*RAW DATA*
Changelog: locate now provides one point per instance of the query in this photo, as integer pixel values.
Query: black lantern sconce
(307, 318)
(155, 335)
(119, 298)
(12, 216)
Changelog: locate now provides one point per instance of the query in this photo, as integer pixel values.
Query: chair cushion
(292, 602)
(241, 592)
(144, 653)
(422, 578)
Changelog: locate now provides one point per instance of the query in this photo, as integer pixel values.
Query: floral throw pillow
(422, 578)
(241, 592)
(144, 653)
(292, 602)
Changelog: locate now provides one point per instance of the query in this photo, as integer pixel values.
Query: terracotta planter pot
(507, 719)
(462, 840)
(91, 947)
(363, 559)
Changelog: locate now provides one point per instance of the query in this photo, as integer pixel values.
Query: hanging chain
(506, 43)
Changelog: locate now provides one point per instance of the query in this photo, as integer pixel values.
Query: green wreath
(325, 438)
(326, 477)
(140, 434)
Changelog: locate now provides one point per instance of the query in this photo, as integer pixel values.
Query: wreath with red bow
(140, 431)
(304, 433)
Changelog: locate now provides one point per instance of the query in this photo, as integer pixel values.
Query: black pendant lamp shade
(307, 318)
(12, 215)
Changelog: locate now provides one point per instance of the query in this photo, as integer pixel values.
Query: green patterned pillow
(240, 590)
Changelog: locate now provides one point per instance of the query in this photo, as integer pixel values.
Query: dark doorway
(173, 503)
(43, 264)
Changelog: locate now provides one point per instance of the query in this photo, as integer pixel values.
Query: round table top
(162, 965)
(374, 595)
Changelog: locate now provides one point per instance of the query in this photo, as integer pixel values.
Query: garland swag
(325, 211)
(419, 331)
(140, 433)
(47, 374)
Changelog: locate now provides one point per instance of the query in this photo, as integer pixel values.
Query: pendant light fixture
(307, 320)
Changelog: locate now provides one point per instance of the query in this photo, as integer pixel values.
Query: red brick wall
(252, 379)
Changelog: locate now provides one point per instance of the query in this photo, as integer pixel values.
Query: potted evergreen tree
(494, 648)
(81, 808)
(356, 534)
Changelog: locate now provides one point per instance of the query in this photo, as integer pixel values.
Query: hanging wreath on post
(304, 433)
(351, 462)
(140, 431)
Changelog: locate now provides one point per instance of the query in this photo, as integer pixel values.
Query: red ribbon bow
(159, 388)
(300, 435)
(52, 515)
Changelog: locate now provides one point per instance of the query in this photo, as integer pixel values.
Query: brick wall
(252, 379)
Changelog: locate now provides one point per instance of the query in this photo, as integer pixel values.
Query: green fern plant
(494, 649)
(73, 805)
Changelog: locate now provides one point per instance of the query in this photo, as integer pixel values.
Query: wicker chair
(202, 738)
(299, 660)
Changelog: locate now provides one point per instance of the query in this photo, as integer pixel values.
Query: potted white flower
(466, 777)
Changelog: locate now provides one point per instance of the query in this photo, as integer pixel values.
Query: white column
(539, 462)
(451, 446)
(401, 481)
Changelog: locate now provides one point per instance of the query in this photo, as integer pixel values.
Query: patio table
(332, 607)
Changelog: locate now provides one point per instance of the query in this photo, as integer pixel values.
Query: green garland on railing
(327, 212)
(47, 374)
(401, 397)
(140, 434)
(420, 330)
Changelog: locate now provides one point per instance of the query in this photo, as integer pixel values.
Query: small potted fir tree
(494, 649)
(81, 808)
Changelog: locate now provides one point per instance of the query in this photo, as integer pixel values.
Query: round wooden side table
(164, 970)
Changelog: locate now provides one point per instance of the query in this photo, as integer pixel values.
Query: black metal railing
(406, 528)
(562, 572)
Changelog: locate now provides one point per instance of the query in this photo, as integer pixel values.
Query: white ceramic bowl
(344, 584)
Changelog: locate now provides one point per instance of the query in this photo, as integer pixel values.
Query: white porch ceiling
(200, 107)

*PROBLEM DESCRIPTION*
Each record above should be output again exactly.

*OUTPUT BELOW*
Changelog: locate now provides one point per instance of the query in this photo, as integer pixel values.
Query: black lantern sconce
(307, 318)
(155, 335)
(119, 298)
(12, 216)
Changelog: locate now provides one point per instance of the query in this photo, as integer pixel values.
Query: chair cushion
(292, 602)
(241, 592)
(144, 653)
(422, 578)
Changelog: locate now provides one point per instance of the query in this photo, as integer pixel values.
Query: floral throw pillow
(422, 578)
(241, 592)
(144, 653)
(292, 602)
Changelog: locate now provides one point per instance of the query in this photo, as integer pixel values.
Query: terracotta planter pot
(507, 719)
(462, 840)
(91, 947)
(363, 559)
Changelog: locate now provides one point per instance of the query in this photo, as integer pixel values.
Query: hanging chain
(506, 43)
Changelog: locate now provides one point per instance of the query in this photo, as integer pixel values.
Query: green wreath
(325, 438)
(326, 477)
(140, 434)
Changelog: locate now provides one point per instance of the query in this photo, as integer pixel values.
Query: wreath with red bow
(140, 431)
(304, 433)
Changelog: locate now provides one point per instance of the query in this photo, as integer pixel values.
Query: black pendant lamp shade
(307, 318)
(12, 215)
Changelog: locate now provides one point per instance of the query in this photo, as integer pixel values.
Query: green patterned pillow
(240, 590)
Changelog: locate now provides one point per instance of the query in this photo, as integer pixel values.
Query: dark doorway
(173, 503)
(43, 264)
Changelog: locate now provides one point per instance of the query in this photo, as integer pixel values.
Query: round table top
(162, 965)
(374, 595)
Changelog: locate now provides one point per instance of the query in this photo, as integer pixel values.
Query: garland swag
(325, 211)
(419, 331)
(140, 433)
(47, 374)
Changelog: locate now provides one point per instance of the query in this photo, as integer pixel values.
Query: pendant light fixture
(307, 320)
Changelog: locate now provides one point per instance of the query in this photo, as integer pixel values.
Query: red brick wall
(252, 379)
Changelog: locate now provides one point per instance of the query in this photo, as integer pixel values.
Query: potted evergreen tree
(494, 648)
(81, 808)
(356, 534)
Changelog: locate now provides one point per instance of the query in this photo, as integer pixel values.
Query: hanging wreath on post
(304, 433)
(351, 462)
(140, 431)
Changelog: locate now provides one point per instance of the query in this photo, as integer pixel values.
Query: red ribbon bow
(159, 388)
(300, 435)
(52, 515)
Changelog: locate now provides one point per instance of the query in this photo, as integer pixel values.
Query: brick wall
(252, 379)
Changelog: locate now provides one point per instance of the query in this photo, as integer pixel values.
Query: green fern plant
(494, 649)
(73, 805)
Changelog: locate now provides one point per instance of the query in this photo, as integer pixel values.
Query: wicker chair
(202, 738)
(299, 660)
Changelog: locate now provides one point per instance of the query in this photo, as integer pixel values.
Query: potted white flower
(466, 777)
Changelog: locate now provides one point per instance of the query in this photo, as integer pixel values.
Query: white column
(539, 462)
(451, 446)
(401, 481)
Changelog: locate now provides one point per instance of the query in this photo, as integer pixel values.
Query: patio table
(332, 607)
Changelog: locate now provides one point per instance of the query in this photo, as integer pixel values.
Query: green garland on railing
(327, 212)
(47, 374)
(401, 397)
(140, 434)
(420, 330)
Changelog: locate now provides one point per instance of the query in this photo, as integer pixel values.
Query: small potted fir tree
(494, 649)
(81, 808)
Changelog: locate now provides one point per instance of the query in this photo, as integer pixel values.
Query: round wooden side table
(164, 970)
Changelog: locate now provides one point per instance of the query in this photo, as integer pixel values.
Query: black metal railing
(406, 528)
(562, 572)
Changelog: locate now provides one point per instance of the query in this photo, as integer pixel values.
Query: white ceramic bowl
(344, 584)
Changelog: locate now provides one point per instance of the query in this photo, as integer pixel values.
Query: white porch ceiling
(200, 107)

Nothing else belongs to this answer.